Entries from a point annotation set –
[start]

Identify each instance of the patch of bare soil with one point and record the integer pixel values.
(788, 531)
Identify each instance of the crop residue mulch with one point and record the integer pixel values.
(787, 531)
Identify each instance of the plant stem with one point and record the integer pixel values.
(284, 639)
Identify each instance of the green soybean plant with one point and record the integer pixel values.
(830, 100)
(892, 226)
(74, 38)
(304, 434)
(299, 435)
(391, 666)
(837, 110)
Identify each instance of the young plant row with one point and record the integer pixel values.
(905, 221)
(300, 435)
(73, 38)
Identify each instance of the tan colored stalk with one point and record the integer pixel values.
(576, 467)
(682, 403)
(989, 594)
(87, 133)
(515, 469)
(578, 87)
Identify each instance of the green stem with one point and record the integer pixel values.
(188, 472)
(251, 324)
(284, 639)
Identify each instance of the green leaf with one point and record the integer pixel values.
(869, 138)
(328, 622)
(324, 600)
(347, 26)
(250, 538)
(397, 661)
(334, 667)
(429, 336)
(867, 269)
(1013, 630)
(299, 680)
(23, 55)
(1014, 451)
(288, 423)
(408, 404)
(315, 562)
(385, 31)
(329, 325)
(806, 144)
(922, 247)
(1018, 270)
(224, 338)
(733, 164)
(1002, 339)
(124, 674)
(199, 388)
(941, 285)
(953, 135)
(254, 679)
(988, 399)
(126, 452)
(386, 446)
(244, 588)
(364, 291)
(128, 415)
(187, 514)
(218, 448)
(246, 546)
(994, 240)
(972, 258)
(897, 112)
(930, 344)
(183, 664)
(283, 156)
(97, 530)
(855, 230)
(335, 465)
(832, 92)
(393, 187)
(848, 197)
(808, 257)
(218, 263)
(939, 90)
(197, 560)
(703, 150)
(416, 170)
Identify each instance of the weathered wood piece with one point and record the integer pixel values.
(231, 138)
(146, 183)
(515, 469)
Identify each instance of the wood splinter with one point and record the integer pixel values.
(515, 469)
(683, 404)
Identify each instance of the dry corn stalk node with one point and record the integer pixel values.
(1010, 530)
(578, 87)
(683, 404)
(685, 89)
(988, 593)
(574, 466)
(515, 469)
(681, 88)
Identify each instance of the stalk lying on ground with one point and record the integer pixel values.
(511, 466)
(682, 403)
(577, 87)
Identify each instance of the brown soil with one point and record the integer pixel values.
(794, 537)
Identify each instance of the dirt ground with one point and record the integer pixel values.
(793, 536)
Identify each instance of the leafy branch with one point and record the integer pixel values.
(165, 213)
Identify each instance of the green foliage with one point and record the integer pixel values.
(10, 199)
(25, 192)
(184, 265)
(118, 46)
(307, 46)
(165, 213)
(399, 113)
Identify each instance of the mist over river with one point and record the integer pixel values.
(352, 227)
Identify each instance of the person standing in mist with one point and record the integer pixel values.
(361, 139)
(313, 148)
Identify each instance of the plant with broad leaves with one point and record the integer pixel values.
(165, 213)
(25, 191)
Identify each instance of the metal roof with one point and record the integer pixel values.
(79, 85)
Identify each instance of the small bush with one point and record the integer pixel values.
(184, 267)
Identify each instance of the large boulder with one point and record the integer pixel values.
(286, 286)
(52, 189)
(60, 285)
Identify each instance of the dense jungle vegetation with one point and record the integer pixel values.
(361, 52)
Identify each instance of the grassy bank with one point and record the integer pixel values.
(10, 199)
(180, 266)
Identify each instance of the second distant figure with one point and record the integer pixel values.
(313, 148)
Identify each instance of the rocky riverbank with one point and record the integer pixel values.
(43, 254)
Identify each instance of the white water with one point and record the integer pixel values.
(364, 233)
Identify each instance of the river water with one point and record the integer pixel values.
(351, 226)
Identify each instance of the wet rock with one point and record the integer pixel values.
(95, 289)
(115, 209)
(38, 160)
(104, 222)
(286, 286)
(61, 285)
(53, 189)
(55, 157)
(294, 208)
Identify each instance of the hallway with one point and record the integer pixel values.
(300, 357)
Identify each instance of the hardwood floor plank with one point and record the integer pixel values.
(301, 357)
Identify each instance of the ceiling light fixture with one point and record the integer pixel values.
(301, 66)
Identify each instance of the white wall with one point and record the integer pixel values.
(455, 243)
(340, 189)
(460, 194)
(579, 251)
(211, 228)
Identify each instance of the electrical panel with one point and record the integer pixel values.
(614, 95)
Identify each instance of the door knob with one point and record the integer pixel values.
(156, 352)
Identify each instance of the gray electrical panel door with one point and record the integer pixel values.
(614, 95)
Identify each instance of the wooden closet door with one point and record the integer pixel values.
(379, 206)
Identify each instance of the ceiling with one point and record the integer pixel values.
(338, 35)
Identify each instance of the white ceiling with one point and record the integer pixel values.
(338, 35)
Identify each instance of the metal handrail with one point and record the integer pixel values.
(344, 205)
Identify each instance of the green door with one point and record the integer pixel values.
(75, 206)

[end]

PROBLEM TO SOLVE – Provide an exact reproduction of all the entries shown above.

WRITTEN RESPONSE –
Identify each instance of the patch of bare soil with one point and record the integer pixel values.
(788, 531)
Identify each instance of the crop residue mulch with one point and record the integer pixel values.
(787, 531)
Identify each instance of the plant stem with one point and record the integer pixel values.
(284, 639)
Identify each instance of the green soybean plant with one point and record the integer pixel values.
(830, 100)
(892, 226)
(74, 38)
(304, 434)
(299, 435)
(391, 666)
(837, 110)
Identify each instance of the young plant row with one point and record the integer pixel values.
(905, 221)
(300, 435)
(73, 38)
Identify each instance of the tan colored stalk with one point and record the integer pixel values.
(576, 467)
(682, 403)
(989, 594)
(87, 133)
(515, 469)
(578, 87)
Identify each instance of the green stem with one point and record the integer pixel values.
(188, 472)
(251, 324)
(284, 639)
Identify each instance of the green leaf with one point and record the integer pixel values.
(869, 138)
(328, 622)
(324, 600)
(347, 26)
(250, 538)
(397, 661)
(334, 667)
(429, 336)
(867, 269)
(1013, 630)
(299, 680)
(23, 55)
(1014, 451)
(288, 423)
(408, 404)
(315, 562)
(385, 31)
(329, 325)
(806, 144)
(922, 247)
(1018, 270)
(224, 338)
(733, 164)
(1002, 339)
(124, 674)
(199, 388)
(941, 285)
(953, 135)
(254, 679)
(988, 399)
(126, 452)
(386, 446)
(244, 588)
(364, 291)
(128, 415)
(187, 514)
(218, 448)
(246, 546)
(994, 240)
(972, 258)
(897, 112)
(930, 344)
(183, 664)
(283, 156)
(97, 530)
(855, 230)
(335, 465)
(832, 92)
(393, 187)
(848, 197)
(808, 257)
(218, 263)
(939, 90)
(197, 560)
(703, 150)
(416, 170)
Identify each instance of the weathered wood piece with one point and record the integer pixel values.
(231, 138)
(146, 183)
(515, 469)
Identify each instance of the wood splinter with one point and record the integer pixel values.
(515, 469)
(683, 404)
Identify each instance of the dry corn stalk node with one point and record the integer pixel values.
(1010, 530)
(578, 87)
(683, 404)
(685, 89)
(988, 593)
(574, 466)
(515, 469)
(681, 88)
Identify each instance of the stalk lying on ground with one point and record the integer pixel values.
(511, 466)
(682, 403)
(577, 87)
Identify each instance of the brown soil with one point and record the integer pixel values.
(794, 537)
Identify each instance of the dirt ground with one point and record the integer pixel values.
(793, 536)
Identify each instance of the leafy branch with one point and record the integer pixel values.
(165, 213)
Identify each instance of the green foliage with one point and record the integer pixel values.
(10, 199)
(25, 192)
(184, 265)
(118, 46)
(307, 46)
(165, 213)
(399, 113)
Identify each instance of the mist over river with one point and record the integer pixel values.
(352, 227)
Identify each instance of the person standing in mist with one point and record the integer pixel values.
(361, 139)
(313, 148)
Identify each instance of the plant with broad leaves with one point and record the integer pixel values.
(165, 213)
(25, 191)
Identify each instance of the metal roof with one point and record the integer pixel values.
(79, 85)
Identify each instance of the small bush with one point and record the integer pixel values.
(184, 267)
Identify each instance of the large boulder with one point and record the integer pixel values.
(286, 286)
(52, 189)
(60, 285)
Identify each instance of the dense jungle vegetation with one point and record the integer pixel values.
(361, 52)
Identify each instance of the grassy bank with one point and record the integer pixel values.
(10, 199)
(180, 266)
Identify each instance of the second distant figure with one point and record the integer pixel values.
(313, 148)
Identify each instance of the rocky riverbank with one point and record the integer pixel values.
(43, 254)
Identify each instance of the white water with one point and record the integer pixel values.
(364, 233)
Identify each instance of the river water with one point and record the integer pixel values.
(351, 226)
Identify each instance of the wet rock with one point and record the integer pixel values.
(95, 289)
(115, 209)
(38, 160)
(104, 222)
(286, 286)
(61, 285)
(53, 189)
(55, 157)
(294, 208)
Identify each instance of the hallway with one point and record the integer pixel values.
(300, 357)
Identify each instance of the hardwood floor plank with one point and record the integer pixel values.
(301, 357)
Identify each instance of the ceiling light fixture with one point and record the integer pixel values.
(301, 66)
Identify each instance of the white wall with one point and record the integer pixel values.
(455, 243)
(340, 189)
(460, 194)
(579, 251)
(211, 228)
Identify each instance of the electrical panel with one point and record the integer pixel values.
(614, 95)
Identify each instance of the door knob with one point and record the integer pixel values.
(156, 352)
Identify each instance of the gray electrical panel door with one point and record the integer pixel values.
(614, 95)
Identify each instance of the wooden closet door with one point and record the integer pixel values.
(379, 206)
Identify each instance of the ceiling with one point and record the integer pixel values.
(338, 35)
Identify each instance of the white ceiling with one point and record the integer pixel values.
(338, 35)
Identify each instance of the metal handrail with one point and record the integer pixel values.
(344, 205)
Identify each instance of the green door with one point and record the integer pixel values.
(75, 206)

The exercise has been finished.